- Exercise tasks
1. Answer these questions from the shop layout thread, one line each:
(a) According to Alexander, what should fab work be kept far away from, and for what purpose?
(b) What are the dimensions of sorrelcreek's home shop, and how tall is its door?
(c) Why does BradH place his mill and lathe facing each other?
2. Pick out every line of the records that contains the word "bounding".

- Reading passage
┌──

# Shop layout and organization



## kylemp (Dec 28, 2015)

So with putting together a new shop, I'm trying to get ideas for layout and organization. 

I'll post some pictures as it progresses but right now I'm wondering if anyone wants to share some ideas and pictures of how they've done it,what worked and didn't, etc. Right now I'm wondering how you guys do material storage.. I don't have an overhead Crane yet, or a forklift, so how I store the plate will depend heavily on retrieve ability.


----------



## Alexander (Dec 28, 2015)

Im going to watch this one. Closly! I would say the only omportant thing is have any fab work hapen far far away from the machining equipment to limit grinding dust and sparks on the machines. Keep us posted


----------



## sorrelcreek (Dec 29, 2015)

Here is my home shop it's a 30 by 28 with 12 foot door and has a storage room and the other room is storage and a bathroom with radiant heat.  I try and keep everything to the out side walls as much as a can so if I need to bring something in or building something that has size I still have room.  Soon I'll probably loose more room if I buy more equipment.  I just built this metal rack outside my shop cause I don't have the room I'd like to keep 20 foot lengths of steel.


----------



## Janger (Jan 3, 2016)

Nice sorrelcreek.


----------



## BradH (Feb 20, 2016)

Great space!  In my shop I put the mill and lathe facing each other, because I am only using one or another at a time, and often swap between the two.  The mill protrudes a bit but leaves a lot of the wall space open for other gear.  For example, I might turn the corner with the toolboxes into the "machining corner".  I have a small bandsaw like yours - I tuck it behind the mill until I need it.  I have a much smaller welding table, and it doubles as a bench at the mill and lathe.  I tuck it behind the table near the column of the mill to reduce footprint...

When I get the place cleaned up will send a photo to show...

Brad.


----------

└──

- Data extract

┌──

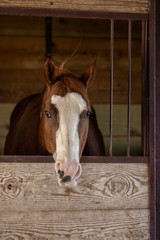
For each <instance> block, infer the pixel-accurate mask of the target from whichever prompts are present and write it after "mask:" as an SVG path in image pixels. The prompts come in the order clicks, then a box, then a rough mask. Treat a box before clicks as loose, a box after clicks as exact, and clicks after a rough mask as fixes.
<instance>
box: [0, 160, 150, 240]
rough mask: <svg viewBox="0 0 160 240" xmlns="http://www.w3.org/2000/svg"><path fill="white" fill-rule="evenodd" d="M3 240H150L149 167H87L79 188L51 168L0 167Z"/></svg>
mask: <svg viewBox="0 0 160 240" xmlns="http://www.w3.org/2000/svg"><path fill="white" fill-rule="evenodd" d="M0 169H1V172H0V212H1V214H0V239H1V240H9V239H12V240H20V239H24V240H35V239H36V240H53V239H54V240H55V239H62V240H63V239H64V240H66V239H90V240H92V239H96V240H97V239H98V240H100V239H102V240H104V239H106V240H117V239H118V240H121V239H122V240H123V239H125V240H127V239H128V240H130V239H131V240H140V239H142V240H143V239H144V240H147V239H148V240H149V239H150V238H149V228H150V227H149V209H148V208H149V182H148V181H149V176H148V165H147V164H83V174H82V177H81V179H80V180H79V184H78V187H77V188H76V189H74V190H71V191H65V190H64V189H61V188H59V187H58V186H57V179H56V176H55V174H54V171H53V164H51V163H49V164H48V163H36V164H35V163H0Z"/></svg>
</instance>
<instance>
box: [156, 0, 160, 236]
mask: <svg viewBox="0 0 160 240" xmlns="http://www.w3.org/2000/svg"><path fill="white" fill-rule="evenodd" d="M159 63H160V1H159V0H158V1H156V92H157V93H156V96H157V97H156V106H157V109H156V156H157V159H156V229H157V231H156V239H160V227H159V226H160V187H159V186H160V159H158V156H160V110H159V108H160V66H159Z"/></svg>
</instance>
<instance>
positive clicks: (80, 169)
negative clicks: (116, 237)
mask: <svg viewBox="0 0 160 240" xmlns="http://www.w3.org/2000/svg"><path fill="white" fill-rule="evenodd" d="M81 173H82V167H81V165H80V164H79V165H78V170H77V172H76V175H75V176H74V179H75V180H76V179H78V178H79V177H80V175H81Z"/></svg>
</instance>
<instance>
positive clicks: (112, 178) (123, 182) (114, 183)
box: [105, 175, 130, 196]
mask: <svg viewBox="0 0 160 240" xmlns="http://www.w3.org/2000/svg"><path fill="white" fill-rule="evenodd" d="M105 186H106V187H107V189H108V190H107V192H109V193H110V194H109V195H110V196H113V195H114V196H115V195H126V194H127V193H128V192H129V189H130V183H129V181H128V178H127V177H125V176H123V175H119V176H113V177H112V178H110V179H109V180H108V181H107V183H106V184H105Z"/></svg>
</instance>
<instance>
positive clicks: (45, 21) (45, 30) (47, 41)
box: [45, 17, 52, 58]
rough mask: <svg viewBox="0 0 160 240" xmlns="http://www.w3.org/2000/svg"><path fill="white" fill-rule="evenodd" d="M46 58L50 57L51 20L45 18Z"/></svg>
mask: <svg viewBox="0 0 160 240" xmlns="http://www.w3.org/2000/svg"><path fill="white" fill-rule="evenodd" d="M45 38H46V57H47V58H51V57H52V18H51V17H46V18H45Z"/></svg>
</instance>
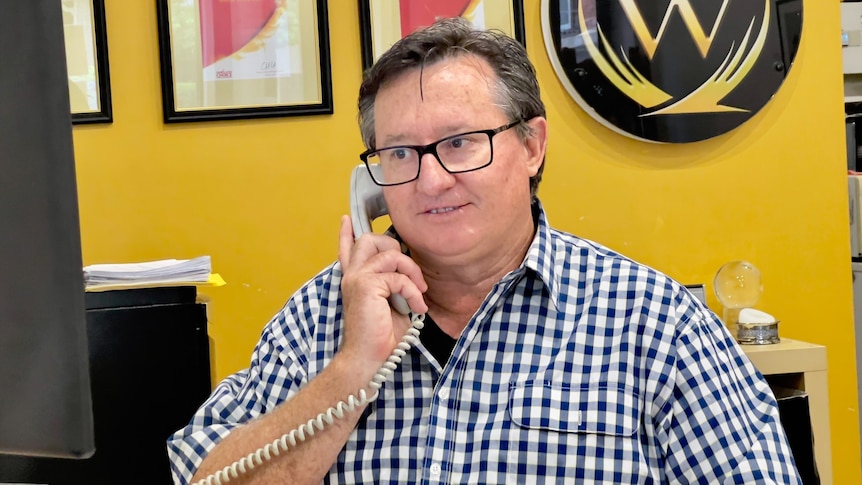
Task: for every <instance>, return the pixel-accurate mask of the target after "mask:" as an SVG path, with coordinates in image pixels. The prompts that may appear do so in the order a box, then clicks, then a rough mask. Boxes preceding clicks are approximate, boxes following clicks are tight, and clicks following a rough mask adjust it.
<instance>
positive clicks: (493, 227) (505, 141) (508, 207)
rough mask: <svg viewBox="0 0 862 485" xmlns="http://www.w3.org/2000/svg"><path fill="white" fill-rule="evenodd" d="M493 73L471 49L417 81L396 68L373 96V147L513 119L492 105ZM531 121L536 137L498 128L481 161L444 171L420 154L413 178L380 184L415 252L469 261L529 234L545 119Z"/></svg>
mask: <svg viewBox="0 0 862 485" xmlns="http://www.w3.org/2000/svg"><path fill="white" fill-rule="evenodd" d="M496 79H497V78H496V75H495V74H494V72H493V70H492V69H491V67H490V66H489V65H488V64H487V62H486V61H484V60H482V59H479V58H477V57H475V56H472V55H464V56H460V57H456V58H454V59H448V60H444V61H441V62H438V63H435V64H432V65H430V66H426V67H425V69H424V72H422V73H421V80H420V70H419V69H414V70H412V71H409V72H407V73H405V74H402V75H401V76H400V77H398V78H396V79H395V80H394V81H392V82H391V83H390V84H388V85H386V86H385V87H383V88H382V89H381V90H380V91H379V92H378V94H377V97H376V103H375V108H374V110H375V111H374V119H375V130H376V137H377V138H376V146H377V147H378V148H383V147H387V146H392V145H425V144H428V143H432V142H435V141H437V140H439V139H441V138H444V137H447V136H451V135H455V134H459V133H464V132H468V131H475V130H486V129H491V128H497V127H499V126H502V125H505V124H507V123H509V122H510V121H514V120H510V119H507V118H506V116H505V114H504V113H503V111H502V110H501V109H500V107H499V106H497V105H496V104H495V101H496V100H495V99H494V97H493V92H494V91H493V86H494V83H495V82H496ZM420 86H421V92H420ZM531 125H533V126H536V125H538V129H539V130H538V131H539V132H540V133H541V135H540V138H541V142H540V143H537V142H524V141H522V140H521V138H520V137H519V136H518V133H517V131H516V129H515V128H513V129H510V130H506V131H504V132H501V133H499V134H497V135H495V136H494V138H493V153H494V160H493V163H491V165H490V166H488V167H485V168H483V169H480V170H477V171H474V172H466V173H459V174H450V173H447V172H446V171H445V170H444V169H443V167H441V166H440V163H439V162H438V161H437V160H436V159H435V158H434V156H433V155H429V154H426V155H425V156H424V157H423V158H422V160H421V170H420V174H419V178H418V179H417V180H415V181H413V182H410V183H407V184H404V185H399V186H393V187H387V188H385V189H384V196H385V198H386V203H387V205H388V207H389V209H390V216H391V218H392V222H393V224H394V225H395V228H396V229H397V230H398V233H399V235H400V236H401V237H402V238H403V240H404V242H405V243H407V245H408V246H409V247H410V248H411V250H412V251H413V252H414V253H415V255H416V256H418V257H420V258H422V259H425V260H430V259H434V260H435V261H437V262H441V263H446V264H468V263H471V262H474V261H476V260H477V258H479V259H478V260H481V258H495V257H499V253H500V251H501V250H506V249H511V248H512V247H518V246H521V245H522V244H523V241H524V238H531V237H532V231H533V222H532V219H531V217H530V214H531V212H530V201H531V196H530V187H529V185H530V184H529V179H530V177H531V176H533V175H535V174H536V172H537V170H538V168H539V165H540V164H541V161H542V157H543V156H544V146H545V145H544V137H545V125H544V119H536V120H533V121H532V122H531ZM507 245H508V246H507ZM495 255H497V256H495ZM491 264H493V262H491Z"/></svg>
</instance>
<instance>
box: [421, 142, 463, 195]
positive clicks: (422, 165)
mask: <svg viewBox="0 0 862 485" xmlns="http://www.w3.org/2000/svg"><path fill="white" fill-rule="evenodd" d="M419 163H420V164H421V167H420V169H419V179H418V180H417V181H416V182H417V185H418V186H419V190H421V191H423V192H426V193H431V194H433V193H436V192H440V191H441V190H445V189H448V188H449V187H451V186H452V185H453V184H454V183H455V176H454V175H453V174H451V173H449V172H447V171H446V169H445V168H443V163H442V162H440V159H439V158H437V156H436V155H435V154H434V153H431V152H428V153H425V154H424V155H422V158H420V159H419Z"/></svg>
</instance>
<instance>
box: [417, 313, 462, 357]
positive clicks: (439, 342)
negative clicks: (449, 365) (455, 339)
mask: <svg viewBox="0 0 862 485" xmlns="http://www.w3.org/2000/svg"><path fill="white" fill-rule="evenodd" d="M419 340H420V341H421V342H422V345H424V346H425V348H426V349H428V351H429V352H431V355H433V356H434V358H435V359H436V360H437V362H438V363H439V364H440V367H444V366H445V365H446V362H448V361H449V356H450V355H452V349H454V348H455V339H453V338H452V337H450V336H449V335H447V334H446V332H444V331H443V330H440V327H438V326H437V323H435V322H434V320H433V319H432V318H431V316H430V315H428V314H425V327H424V328H423V329H422V332H420V333H419Z"/></svg>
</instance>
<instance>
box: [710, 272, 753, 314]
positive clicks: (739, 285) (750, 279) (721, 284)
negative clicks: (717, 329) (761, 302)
mask: <svg viewBox="0 0 862 485" xmlns="http://www.w3.org/2000/svg"><path fill="white" fill-rule="evenodd" d="M713 285H714V287H715V296H716V297H717V298H718V301H719V302H720V303H721V304H722V305H723V306H724V307H725V308H734V309H737V308H750V307H753V306H754V304H755V303H757V300H759V299H760V295H761V294H762V293H763V284H762V283H761V281H760V270H759V269H757V267H756V266H754V265H753V264H751V263H749V262H748V261H731V262H729V263H727V264H725V265H724V266H722V267H721V268H720V269H719V270H718V272H717V273H716V274H715V280H714V281H713ZM725 323H727V322H725Z"/></svg>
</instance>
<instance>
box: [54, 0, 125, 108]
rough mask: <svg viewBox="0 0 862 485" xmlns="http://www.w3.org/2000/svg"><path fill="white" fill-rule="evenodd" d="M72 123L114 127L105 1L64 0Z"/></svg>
mask: <svg viewBox="0 0 862 485" xmlns="http://www.w3.org/2000/svg"><path fill="white" fill-rule="evenodd" d="M61 5H62V6H63V35H64V37H65V42H66V69H67V71H68V73H69V104H70V105H71V110H72V123H74V124H83V123H110V122H112V121H113V119H114V118H113V114H112V111H111V83H110V79H109V78H110V76H109V73H108V35H107V30H106V29H105V0H62V3H61Z"/></svg>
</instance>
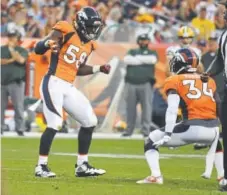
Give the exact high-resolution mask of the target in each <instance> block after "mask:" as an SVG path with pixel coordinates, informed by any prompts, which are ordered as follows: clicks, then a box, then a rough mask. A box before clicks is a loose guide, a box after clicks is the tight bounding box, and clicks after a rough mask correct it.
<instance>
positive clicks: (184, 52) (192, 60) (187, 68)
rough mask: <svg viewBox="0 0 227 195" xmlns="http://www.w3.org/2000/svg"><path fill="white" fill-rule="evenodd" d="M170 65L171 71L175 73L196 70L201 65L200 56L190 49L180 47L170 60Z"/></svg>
mask: <svg viewBox="0 0 227 195" xmlns="http://www.w3.org/2000/svg"><path fill="white" fill-rule="evenodd" d="M169 65H170V71H171V72H173V73H175V74H181V73H192V72H196V70H197V67H198V65H199V57H198V55H197V54H196V53H195V52H194V51H192V50H190V49H187V48H183V49H179V50H178V51H177V52H176V53H175V55H174V56H173V58H172V59H171V60H170V62H169Z"/></svg>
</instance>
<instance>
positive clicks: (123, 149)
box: [1, 138, 223, 195]
mask: <svg viewBox="0 0 227 195" xmlns="http://www.w3.org/2000/svg"><path fill="white" fill-rule="evenodd" d="M1 142H2V194H4V195H76V194H79V195H96V194H97V195H146V194H149V195H178V194H179V195H216V194H223V193H220V192H218V190H217V189H218V183H217V181H216V171H215V170H213V177H212V179H210V180H204V179H202V178H200V175H201V174H202V173H203V171H204V157H203V156H204V155H205V153H206V151H207V150H206V149H205V150H201V151H194V150H193V146H192V145H190V146H186V147H182V148H177V149H174V150H169V149H168V148H162V149H161V150H160V151H161V153H163V154H172V155H169V156H167V155H166V156H165V158H163V159H161V161H160V162H161V168H162V173H163V175H164V184H163V185H155V184H152V185H151V184H143V185H139V184H136V181H137V180H139V179H142V178H144V177H145V176H148V175H149V173H150V171H149V169H148V166H147V164H146V161H145V159H142V158H143V141H142V140H93V143H92V145H91V154H92V155H93V156H94V157H90V158H89V161H90V163H91V164H92V165H94V166H96V167H100V168H103V169H106V170H107V173H106V174H105V175H104V176H100V177H97V178H76V177H75V176H74V165H75V161H76V156H75V151H77V141H76V140H73V139H56V140H55V141H54V144H53V147H52V150H51V153H52V155H51V156H50V157H49V166H50V167H51V169H52V170H53V171H54V172H55V173H56V174H57V177H56V178H52V179H44V178H35V177H34V167H35V165H36V163H37V153H38V146H39V139H38V138H31V139H26V138H2V140H1ZM119 154H121V155H119ZM180 154H181V156H180ZM185 154H191V155H192V154H195V155H194V156H192V157H191V158H188V157H186V156H184V155H185ZM105 155H106V157H103V156H105ZM110 157H111V158H110Z"/></svg>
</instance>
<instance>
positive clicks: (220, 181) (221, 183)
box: [219, 178, 227, 192]
mask: <svg viewBox="0 0 227 195" xmlns="http://www.w3.org/2000/svg"><path fill="white" fill-rule="evenodd" d="M219 185H220V189H219V190H220V191H221V192H227V179H225V178H223V179H221V181H220V182H219Z"/></svg>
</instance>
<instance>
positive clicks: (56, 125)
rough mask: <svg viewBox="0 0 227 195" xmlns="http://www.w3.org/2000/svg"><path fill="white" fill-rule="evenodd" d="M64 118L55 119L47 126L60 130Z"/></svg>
mask: <svg viewBox="0 0 227 195" xmlns="http://www.w3.org/2000/svg"><path fill="white" fill-rule="evenodd" d="M62 124H63V120H62V119H58V120H53V121H50V122H47V127H49V128H52V129H55V130H60V129H61V128H62Z"/></svg>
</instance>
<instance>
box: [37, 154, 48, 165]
mask: <svg viewBox="0 0 227 195" xmlns="http://www.w3.org/2000/svg"><path fill="white" fill-rule="evenodd" d="M47 162H48V156H41V155H39V160H38V165H47Z"/></svg>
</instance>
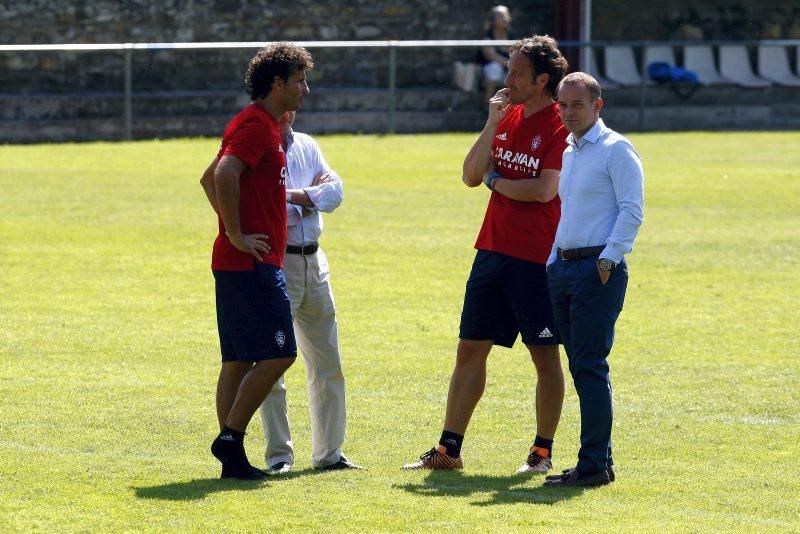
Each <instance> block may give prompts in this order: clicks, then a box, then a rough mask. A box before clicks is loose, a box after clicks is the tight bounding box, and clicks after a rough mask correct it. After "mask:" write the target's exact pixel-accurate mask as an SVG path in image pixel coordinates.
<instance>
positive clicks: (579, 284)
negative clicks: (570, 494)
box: [545, 72, 644, 486]
mask: <svg viewBox="0 0 800 534" xmlns="http://www.w3.org/2000/svg"><path fill="white" fill-rule="evenodd" d="M558 105H559V108H560V114H561V120H562V121H563V122H564V126H565V127H566V129H567V130H569V131H570V135H569V136H568V137H567V143H568V146H567V149H566V150H565V151H564V156H563V160H562V166H561V174H560V176H559V185H558V195H559V196H560V197H561V218H560V220H559V223H558V230H557V231H556V238H555V242H554V243H553V249H552V251H551V253H550V258H549V259H548V261H547V265H548V267H547V274H548V283H549V286H550V298H551V300H552V302H553V312H554V314H555V319H556V324H557V326H558V330H559V333H560V335H561V340H562V342H563V343H564V349H565V350H566V352H567V358H568V360H569V370H570V373H571V374H572V379H573V382H574V384H575V389H576V390H577V392H578V398H579V400H580V410H581V447H580V452H579V453H578V464H577V465H576V466H575V467H574V468H572V469H567V470H565V471H564V472H563V473H562V474H560V475H551V476H549V477H547V480H546V481H545V485H548V486H600V485H604V484H608V483H609V482H612V481H613V480H614V478H615V475H614V469H613V465H614V462H613V459H612V457H611V423H612V404H611V382H610V380H609V374H608V372H609V369H608V360H607V358H608V355H609V353H610V352H611V345H612V343H613V341H614V324H615V323H616V320H617V317H619V314H620V312H621V311H622V304H623V302H624V300H625V290H626V288H627V285H628V268H627V264H626V263H625V259H624V256H625V254H627V253H628V252H630V251H631V249H632V248H633V241H634V239H635V238H636V234H637V233H638V231H639V226H640V225H641V224H642V221H643V217H642V210H643V205H644V174H643V172H642V163H641V160H640V159H639V155H638V153H637V152H636V150H635V149H634V148H633V145H631V143H630V141H628V140H627V139H625V138H624V137H623V136H621V135H619V134H618V133H616V132H614V131H613V130H611V129H609V128H607V127H606V125H605V124H603V121H602V120H601V119H600V109H601V108H602V107H603V100H602V98H600V85H599V84H598V83H597V81H596V80H595V79H594V78H592V77H591V76H589V75H588V74H585V73H583V72H575V73H572V74H569V75H567V76H566V77H565V78H564V79H563V80H562V81H561V84H560V85H559V88H558Z"/></svg>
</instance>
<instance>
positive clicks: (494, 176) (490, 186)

└──

- Task solutions
1.
(a) Away from the machining equipment, to limit grinding dust and sparks on the machines.
(b) 30 by 28, with a 12 foot door.
(c) He only uses one or the other at a time and often swaps between the two.

2.
Give the exact high-resolution mask of the target in each <instance> block after "mask:" as an SVG path with pixel coordinates, informed by any prompts, which are ordered as follows: clicks, then a box, then a rough mask. A box before clicks is a loose guide, a box after clicks is the tight bounding box, and clicks after a rough mask correct it.
Each <instance> block may give prompts in this order: clicks, then a box, then a rough mask. A box before clicks is loose, a box after clicks is the tight bounding box, and clicks after a rough mask correct it. After "mask:" write the target's exact pixel-accurate mask as an SVG path in image pixel coordinates.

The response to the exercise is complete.